TEXT BLOCK Block Start
SUPPORT OUR JOURNALISM: Please consider donating to keep our website running and free for all - thank you!

British Royals

From Ireland to Australia: How Queen Victoria’s statue travelled the world

Not many statues have travelled such lengths as this statue of Queen Victoria. Queen Victoria herself visited Ireland in the year before her death. Ireland was still 16 years away from their independence and Victoria’s visit received mixed reactions. However, 52,000 people turned up to welcome her when she arrived, and she was warmly received everywhere she went.

When she died in January 1901 the idea for a memorial formed and eight years later people gathered around Leinster House, the home of the Irish Government, for the unveiling of the statue.

The bronze fifteen-feet tall statue was designed by John Hughes, an Irishman, and he tried to portray her as the Queen of Ireland instead of the British monarch. On the base of the statue were the words: “Victoria, Queen of the United Kingdom of Great Britain and Ireland, Empress of India, erected by her Irish subjects”.

The statue did not remain there for very long. It survived Ireland’s independence but in the 1940’s the Irish government realised her presence there was no longer appropriate. She was then offered back but she was refused, for unknown reasons. The town of London in Canada agreed to take her, but no one was willing to pay the shipping costs and the plan never happened. She was removed from Leinster House in 1939 and went to a far less glamorous place, a storage facility in Kilmainham hospital.
TEXT BLOCK Block End
DATASET EXCERPT Block Start
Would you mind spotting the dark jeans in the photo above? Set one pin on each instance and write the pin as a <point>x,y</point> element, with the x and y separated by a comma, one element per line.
DATASET EXCERPT Block End
▶ _USING THE INFORMATION_:
(a) In the article about Queen Victoria's statue, who designed the statue?
(b) List every figure written in digits in the article about Queen Victoria's statue, in the order in which they appear.
(c) Resume the article about Queen Victoria's statue from the point where it stops.

▶ _ANSWERS PER TASK_:
(a) John Hughes, an Irishman.

(b) 16, 52,000, 1901, 1940's, 1939

(c)
Expansions to the hospital forced the statue to be moved again and she was left on the abandoned grounds of a former reformatory in Daingean from 1980 She was finally put back in a proper place in 1986 when she was shipped to Sydney, Australia. The Australians did some work restoring her to her former glory and a new unveiling was planned for 20 December 1987.

48 years after being last on display the Queen Victoria Statue was unveiled outside Sydney’s Queen Victoria Building and this piece of Irish history now lives on the other side of the world. But no worries, should Ireland ever want her back, they are free to take her as she is only on loan!